▶ [To do] Are you able to quote each entry exactly as written?

▶ [Data shown]
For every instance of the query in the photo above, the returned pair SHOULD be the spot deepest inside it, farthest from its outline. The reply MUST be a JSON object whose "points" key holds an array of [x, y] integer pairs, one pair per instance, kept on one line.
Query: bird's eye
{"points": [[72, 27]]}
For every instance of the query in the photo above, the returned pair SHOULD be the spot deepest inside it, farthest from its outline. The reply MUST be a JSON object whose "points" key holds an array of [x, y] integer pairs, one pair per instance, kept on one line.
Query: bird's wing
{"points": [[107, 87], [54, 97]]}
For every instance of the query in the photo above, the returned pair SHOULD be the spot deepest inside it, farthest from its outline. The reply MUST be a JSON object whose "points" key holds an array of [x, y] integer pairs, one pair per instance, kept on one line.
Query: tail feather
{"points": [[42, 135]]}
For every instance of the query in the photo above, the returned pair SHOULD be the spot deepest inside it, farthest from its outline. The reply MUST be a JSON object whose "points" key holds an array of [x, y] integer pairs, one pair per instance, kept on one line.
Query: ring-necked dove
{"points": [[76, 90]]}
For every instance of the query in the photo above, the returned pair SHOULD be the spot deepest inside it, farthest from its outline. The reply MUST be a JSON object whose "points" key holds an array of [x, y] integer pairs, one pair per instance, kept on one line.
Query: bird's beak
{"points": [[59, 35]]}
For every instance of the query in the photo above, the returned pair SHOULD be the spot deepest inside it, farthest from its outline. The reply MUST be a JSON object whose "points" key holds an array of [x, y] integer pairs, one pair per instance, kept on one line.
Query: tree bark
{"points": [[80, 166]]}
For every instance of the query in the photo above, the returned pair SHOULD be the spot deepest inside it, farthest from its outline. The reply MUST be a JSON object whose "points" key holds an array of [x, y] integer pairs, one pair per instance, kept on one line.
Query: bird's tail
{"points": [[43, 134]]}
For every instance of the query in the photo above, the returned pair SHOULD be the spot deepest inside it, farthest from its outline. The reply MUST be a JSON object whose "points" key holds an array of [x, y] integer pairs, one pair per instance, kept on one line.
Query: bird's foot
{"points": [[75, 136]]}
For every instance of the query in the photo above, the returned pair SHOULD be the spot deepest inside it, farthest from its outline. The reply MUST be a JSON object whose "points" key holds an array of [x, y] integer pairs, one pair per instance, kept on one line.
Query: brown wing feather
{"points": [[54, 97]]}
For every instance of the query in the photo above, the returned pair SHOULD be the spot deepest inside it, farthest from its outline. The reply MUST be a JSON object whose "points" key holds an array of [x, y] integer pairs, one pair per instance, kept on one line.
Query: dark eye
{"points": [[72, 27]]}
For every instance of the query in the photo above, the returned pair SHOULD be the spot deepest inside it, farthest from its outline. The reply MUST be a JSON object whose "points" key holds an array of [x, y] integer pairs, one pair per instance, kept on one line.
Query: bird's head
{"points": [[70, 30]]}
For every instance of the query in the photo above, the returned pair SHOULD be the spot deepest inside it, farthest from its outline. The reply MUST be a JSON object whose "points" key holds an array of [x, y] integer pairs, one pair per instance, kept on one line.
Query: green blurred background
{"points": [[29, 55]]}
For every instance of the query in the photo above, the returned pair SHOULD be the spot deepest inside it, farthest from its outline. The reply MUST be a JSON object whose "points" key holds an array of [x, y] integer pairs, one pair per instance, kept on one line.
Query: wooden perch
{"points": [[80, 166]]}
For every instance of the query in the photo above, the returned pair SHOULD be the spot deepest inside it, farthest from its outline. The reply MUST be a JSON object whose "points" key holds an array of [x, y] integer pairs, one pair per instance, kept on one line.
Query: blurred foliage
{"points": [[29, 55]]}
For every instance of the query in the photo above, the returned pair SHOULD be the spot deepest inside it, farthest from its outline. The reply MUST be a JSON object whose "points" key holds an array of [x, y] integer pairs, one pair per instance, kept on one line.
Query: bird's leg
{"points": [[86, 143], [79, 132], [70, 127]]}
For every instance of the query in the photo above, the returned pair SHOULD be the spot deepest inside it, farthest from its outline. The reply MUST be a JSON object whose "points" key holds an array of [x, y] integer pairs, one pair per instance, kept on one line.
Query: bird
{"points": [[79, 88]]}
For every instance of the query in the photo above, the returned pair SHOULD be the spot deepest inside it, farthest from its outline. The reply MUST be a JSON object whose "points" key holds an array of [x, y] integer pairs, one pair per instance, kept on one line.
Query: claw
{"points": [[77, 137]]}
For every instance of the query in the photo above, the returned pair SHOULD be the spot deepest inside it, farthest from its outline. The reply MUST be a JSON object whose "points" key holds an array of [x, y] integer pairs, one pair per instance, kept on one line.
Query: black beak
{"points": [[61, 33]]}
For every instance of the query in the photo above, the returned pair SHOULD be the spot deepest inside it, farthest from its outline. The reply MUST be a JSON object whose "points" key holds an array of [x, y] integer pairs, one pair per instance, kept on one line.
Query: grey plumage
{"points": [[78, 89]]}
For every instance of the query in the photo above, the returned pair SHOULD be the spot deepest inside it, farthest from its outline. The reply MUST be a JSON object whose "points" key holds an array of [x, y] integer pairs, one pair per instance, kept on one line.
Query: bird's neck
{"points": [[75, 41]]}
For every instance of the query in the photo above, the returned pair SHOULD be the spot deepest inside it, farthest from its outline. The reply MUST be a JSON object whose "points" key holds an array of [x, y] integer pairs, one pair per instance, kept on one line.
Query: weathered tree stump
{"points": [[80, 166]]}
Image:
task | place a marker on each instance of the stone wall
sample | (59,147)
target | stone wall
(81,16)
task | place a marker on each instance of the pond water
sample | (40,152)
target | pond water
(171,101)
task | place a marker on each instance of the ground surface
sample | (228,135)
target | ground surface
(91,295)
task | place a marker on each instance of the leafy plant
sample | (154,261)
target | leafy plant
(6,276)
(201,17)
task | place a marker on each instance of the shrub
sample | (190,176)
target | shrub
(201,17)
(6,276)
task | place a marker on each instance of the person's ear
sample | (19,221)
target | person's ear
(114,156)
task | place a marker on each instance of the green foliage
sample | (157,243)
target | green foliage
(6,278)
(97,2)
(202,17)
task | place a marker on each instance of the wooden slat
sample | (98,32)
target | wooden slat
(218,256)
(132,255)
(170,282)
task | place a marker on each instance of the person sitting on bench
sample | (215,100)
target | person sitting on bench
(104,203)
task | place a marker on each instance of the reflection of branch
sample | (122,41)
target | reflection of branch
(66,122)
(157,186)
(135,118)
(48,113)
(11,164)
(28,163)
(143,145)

▶ [Solution for this exercise]
For every instance of the query in the photo above, the returned pair SHOULD be the spot deepest inside it, farthest from its outline. The reply MUST be a JSON object whose "points" key holds an array of [x, y] integer pairs, one pair per instance, kept on one line.
Query: bird's eye
{"points": [[72, 27]]}
For every instance of the query in the photo above, the returned pair SHOULD be the spot deepest inside it, farthest from its outline. The reply MUST be a JSON object whose "points" key holds an array of [x, y] integer pairs, one pair per instance, kept on one line.
Query: bird's wing
{"points": [[107, 87], [54, 97]]}
For every instance of the query in the photo above, the returned pair SHOULD be the spot deepest inside it, farthest from its outline. The reply MUST be a JSON object whose "points" key holds an array of [x, y] integer pairs, one pair per instance, kept on one line.
Query: tail feather
{"points": [[42, 135]]}
For every instance of the query in the photo above, the returned pair SHOULD be the spot deepest inside it, farthest from its outline. The reply MUST be a JSON object whose "points" key holds an array of [x, y] integer pairs, one pair per instance, kept on one line.
Query: ring-necked dove
{"points": [[76, 90]]}
For every instance of the query in the photo above, the returned pair SHOULD be the spot deepest inside it, farthest from its outline. The reply MUST be a JSON object whose "points" key holds an array of [x, y] integer pairs, one pair per instance, kept on one line.
Query: bird's beak
{"points": [[59, 35]]}
For every instance of the query in the photo above, the returned pair SHOULD be the spot deepest inside it, farthest from its outline. The reply MUST be a JSON object whose "points" key holds an array of [x, y] integer pairs, one pair per instance, kept on one line.
Query: tree bark
{"points": [[80, 166]]}
For every instance of the query in the photo above, the returned pair SHOULD be the spot deepest inside it, farthest from its outline. The reply MUST be a JSON object whose "points" key holds an array of [x, y] integer pairs, one pair per instance, kept on one line.
Query: bird's tail
{"points": [[43, 134]]}
For every instance of the query in the photo above, the returned pair SHOULD be the spot deepest inside it, farthest from its outline. The reply MUST be a JSON object whose "points" key holds an array of [x, y] integer pairs, one pair per instance, kept on one line.
Query: bird's foot
{"points": [[75, 136]]}
For every instance of the query in the photo above, the returned pair SHOULD be the spot deepest inside it, farthest from its outline. The reply MUST be a JSON object whose "points" key holds an array of [x, y] integer pairs, one pair per instance, kept on one line.
Query: brown wing feather
{"points": [[54, 97]]}
For every instance of the query in the photo above, the returned pair SHOULD be the spot deepest inside it, farthest from its outline. The reply MUST be a JSON object whose "points" key holds an array of [x, y] integer pairs, one pair per instance, kept on one line.
Query: dark eye
{"points": [[72, 27]]}
For every instance of the query in the photo above, the returned pair SHOULD be the spot deepest inside it, farthest from its outline. The reply MUST be a JSON object whose "points" key holds an array of [x, y] integer pairs, one pair per instance, kept on one line.
Query: bird's head
{"points": [[70, 30]]}
For every instance of the query in the photo above, the returned pair SHOULD be the spot deepest inside it, farthest from its outline. The reply MUST be a JSON object whose "points" key holds an array of [x, y] integer pairs, one pair per instance, kept on one line.
Query: green blurred background
{"points": [[29, 55]]}
For every instance of the query in the photo above, the returned pair SHOULD be the spot deepest inside it, farthest from its outline. The reply MUST be a JSON object whose "points" key holds an array of [x, y] integer pairs, one pair per instance, kept on one line.
Query: wooden perch
{"points": [[80, 166]]}
For every instance of the query in the photo above, the returned pair SHOULD be the spot deepest inside it, farthest from its outline. The reply MUST be a JSON object whose "points" key holds an array of [x, y] integer pairs, one pair per instance, kept on one line.
Query: blurred foliage
{"points": [[29, 55]]}
For every instance of the query in the photo above, the returned pair SHOULD be the spot deepest inside it, farthest from its outline. The reply MUST be a JSON object whose "points" key holds an array of [x, y] integer pairs, one pair per instance, kept on one line.
Query: bird's leg
{"points": [[86, 143], [79, 132], [70, 127]]}
For every instance of the query in the photo above, the returned pair SHOULD be the spot deepest inside it, farthest from its outline. The reply MUST be a JSON object whose "points" key holds an array of [x, y] integer pairs, one pair per instance, kept on one line.
Query: bird
{"points": [[79, 88]]}
For every instance of the query in the photo above, the returned pair SHOULD be the spot deepest inside it, farthest from its outline. The reply MUST be a JSON object whose "points" key holds an array of [x, y] integer pairs, one pair per instance, kept on one line.
Query: claw
{"points": [[77, 137]]}
For every instance of the query in the photo above, the returned pair SHOULD be the spot deepest inside it, farthest from its outline. The reply MUST be a JSON object whose "points" key holds an array of [x, y] integer pairs, one pair per instance, kept on one line.
Query: black beak
{"points": [[61, 33]]}
For every instance of the query in the photo above, the returned pair SHOULD be the spot deepest inside it, farthest from its outline. The reply MUST be a JSON object whose "points" key holds an array of [x, y] integer pairs, one pair per instance, kept on one line.
Query: grey plumage
{"points": [[78, 89]]}
For every instance of the query in the photo above, the returned pair SHOULD be the spot deepest inside it, farthest from its outline. The reply MUST be a JSON object whose "points" key holds an array of [x, y] integer pairs, one pair per instance, kept on one line.
Query: bird's neck
{"points": [[75, 41]]}
For every instance of the query in the photo above, the returned pair SHOULD be the spot deepest inside it, farthest from its outline. The reply MUST be a JSON object whose "points" key holds an array of [x, y] integer pairs, one pair per instance, kept on one line.
Query: weathered tree stump
{"points": [[80, 166]]}
Image:
task | place a marker on each instance of the stone wall
sample | (59,147)
target | stone wall
(81,16)
task | place a marker on each instance of the pond water
sample | (40,152)
target | pond water
(171,101)
task | place a marker on each instance of the ground surface
sample | (228,135)
target | ground surface
(91,295)
task | place a marker on each instance of the leafy plant
sample | (154,261)
target | leafy plant
(6,276)
(201,17)
task | place a marker on each instance of the shrub
sample | (190,176)
target | shrub
(201,17)
(6,276)
task | place a marker on each instance of the person's ear
sample | (19,221)
target | person's ear
(114,156)
task | place a marker on each instance of the green foliage
sample | (157,243)
target | green foliage
(6,278)
(97,2)
(202,17)
task | place a marker on each instance of the wooden slat
sample | (98,32)
target | wooden slat
(218,256)
(132,255)
(170,282)
task | place a marker on each instance of the person sitting on bench
sample | (215,100)
target | person sitting on bench
(104,203)
task | place a marker on each instance of the reflection of branch
sample | (122,41)
target | reflection of branch
(66,122)
(157,186)
(135,118)
(48,113)
(11,164)
(28,163)
(143,145)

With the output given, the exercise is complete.